#### [Work item]
Set down the entries below exactly as written.

-- Extracted information follows --

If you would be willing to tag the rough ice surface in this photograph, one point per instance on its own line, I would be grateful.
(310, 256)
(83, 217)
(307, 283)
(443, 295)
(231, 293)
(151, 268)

-- Extracted information concluded --

#### [Response]
If you would be willing to tag the rough ice surface in this photograph, one point per instance on its own line, I would be grateful.
(310, 256)
(83, 217)
(307, 283)
(443, 295)
(231, 293)
(151, 268)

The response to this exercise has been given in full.